#### Exercise directions:
If a line in the data below holds the word "reply", copy it.

[Dataset entries]
========

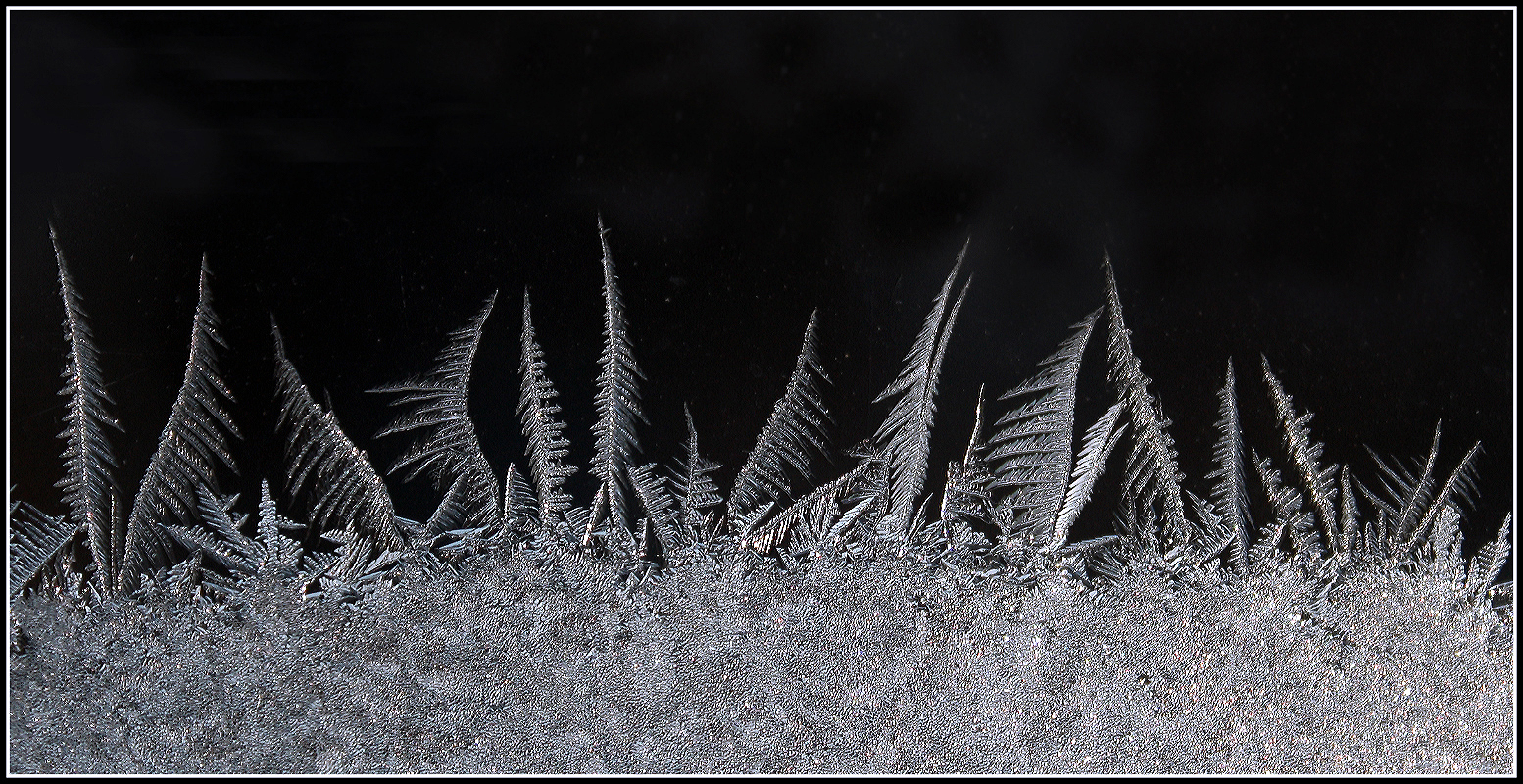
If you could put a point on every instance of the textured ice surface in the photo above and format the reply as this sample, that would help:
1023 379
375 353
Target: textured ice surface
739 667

========

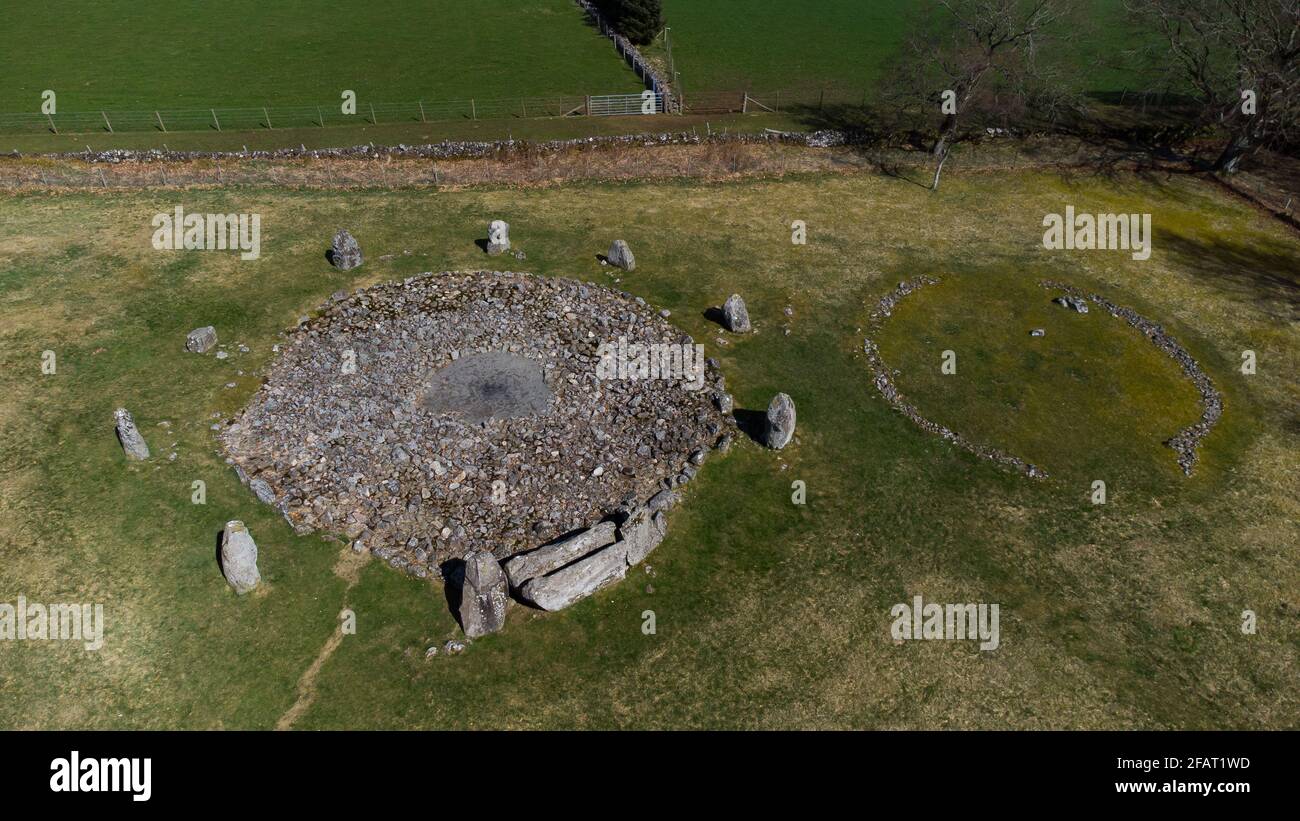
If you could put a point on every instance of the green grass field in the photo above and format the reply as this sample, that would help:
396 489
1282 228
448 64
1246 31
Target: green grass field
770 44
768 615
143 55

========

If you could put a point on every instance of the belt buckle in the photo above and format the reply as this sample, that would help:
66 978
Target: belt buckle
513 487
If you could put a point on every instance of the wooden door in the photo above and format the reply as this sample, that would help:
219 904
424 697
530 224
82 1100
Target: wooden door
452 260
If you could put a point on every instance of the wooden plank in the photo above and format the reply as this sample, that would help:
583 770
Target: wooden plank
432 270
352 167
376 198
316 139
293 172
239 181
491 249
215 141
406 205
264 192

========

#### Finished task:
If you could put a point on every instance of the textured ice surface in the photo above and format the reply as this sample, that would help:
If you could put a point on every instance of the green grass field in the photo above and format the reply as this sample, that would help:
If you could put a point on every instance of the belt buckle in the photo above and format the reply as this sample, that would help:
If you could put a point on every instance of the wooden door in the photo above and format the reply as this sample, that would help:
If you could put a point on every instance of the wooden plank in the photo above and format the reply as this sample, that would help:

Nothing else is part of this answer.